**Your instructions**. Copy the records below, swapping each "Put down" for "Mark" and keeping everything else the same.

-- begin --

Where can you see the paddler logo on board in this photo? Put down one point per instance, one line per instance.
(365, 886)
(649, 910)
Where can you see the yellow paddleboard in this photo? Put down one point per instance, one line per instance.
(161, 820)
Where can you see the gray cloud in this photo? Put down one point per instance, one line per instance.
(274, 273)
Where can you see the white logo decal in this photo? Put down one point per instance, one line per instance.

-- end --

**The reply**.
Where can you see the paddler logo on board in this photo? Mark one point per instance, one line per instance.
(365, 886)
(649, 910)
Where can you see the yellow paddleboard in this photo? Mark one point per instance, one line per instance.
(161, 820)
Where can you see the gray cloud in this photo? Mark one point per instance, one line per instance.
(274, 273)
Where can you see the white logo decal in this photo? Mark one point per instance, one line per instance.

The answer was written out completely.